- DIRECTION: Please extract every line in the entries below that contains the word "canyon".

- MATERIAL PROVIDED:
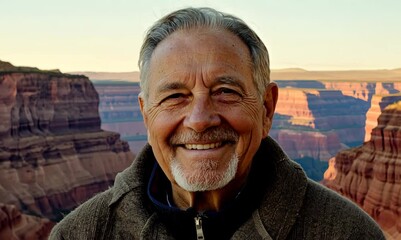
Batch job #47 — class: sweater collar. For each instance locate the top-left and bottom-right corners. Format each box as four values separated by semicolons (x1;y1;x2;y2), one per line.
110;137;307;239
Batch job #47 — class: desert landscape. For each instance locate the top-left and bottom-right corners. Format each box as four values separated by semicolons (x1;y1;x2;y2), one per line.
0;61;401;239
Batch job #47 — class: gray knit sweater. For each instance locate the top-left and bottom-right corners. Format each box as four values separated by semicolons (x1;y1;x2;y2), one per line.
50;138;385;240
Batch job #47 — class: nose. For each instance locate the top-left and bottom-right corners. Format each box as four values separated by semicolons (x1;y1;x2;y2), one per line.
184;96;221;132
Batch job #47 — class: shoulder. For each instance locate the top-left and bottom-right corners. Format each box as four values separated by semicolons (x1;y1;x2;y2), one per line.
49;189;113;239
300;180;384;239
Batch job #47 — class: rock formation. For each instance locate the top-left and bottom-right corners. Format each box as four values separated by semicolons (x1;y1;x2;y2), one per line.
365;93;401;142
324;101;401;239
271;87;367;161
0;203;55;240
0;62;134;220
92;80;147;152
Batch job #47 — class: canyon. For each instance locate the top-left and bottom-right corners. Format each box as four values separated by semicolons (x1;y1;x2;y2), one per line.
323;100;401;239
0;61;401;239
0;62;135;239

--

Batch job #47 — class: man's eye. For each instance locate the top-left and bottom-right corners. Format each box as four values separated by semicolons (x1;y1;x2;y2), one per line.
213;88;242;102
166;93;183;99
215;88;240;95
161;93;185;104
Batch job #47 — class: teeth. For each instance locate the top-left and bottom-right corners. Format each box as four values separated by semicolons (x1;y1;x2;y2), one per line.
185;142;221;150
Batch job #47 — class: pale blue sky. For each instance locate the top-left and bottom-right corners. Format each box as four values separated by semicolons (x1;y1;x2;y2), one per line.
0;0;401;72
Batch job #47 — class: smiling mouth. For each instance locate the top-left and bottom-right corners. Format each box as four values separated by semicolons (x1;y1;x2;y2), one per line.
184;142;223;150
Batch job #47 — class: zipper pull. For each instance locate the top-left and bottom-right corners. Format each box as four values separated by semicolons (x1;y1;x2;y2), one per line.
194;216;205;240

...

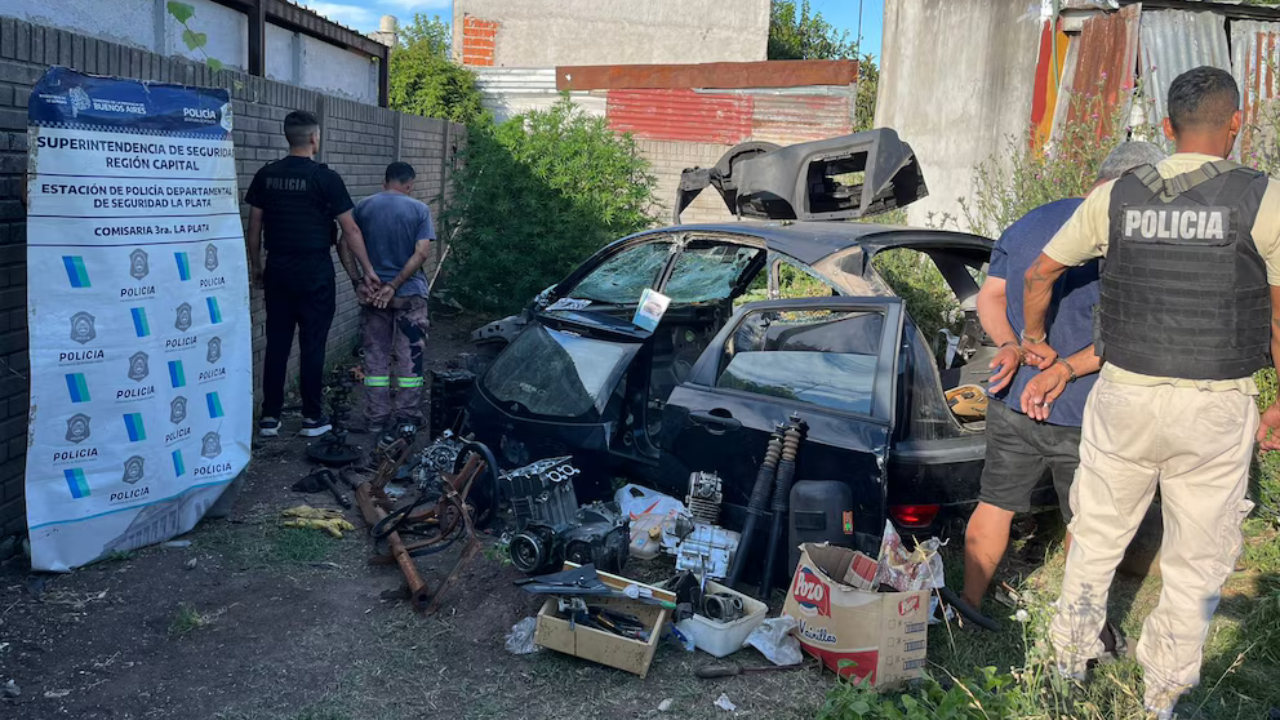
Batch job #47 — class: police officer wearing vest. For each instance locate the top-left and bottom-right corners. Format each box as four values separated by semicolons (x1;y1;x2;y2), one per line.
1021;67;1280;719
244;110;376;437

- CORRECT OUTPUT:
Batch job #47 — class: canyon. For each instance locate the top-left and bottom-right corners. Format each box as four values separated by semicolons (x1;y1;x2;y2), one per line.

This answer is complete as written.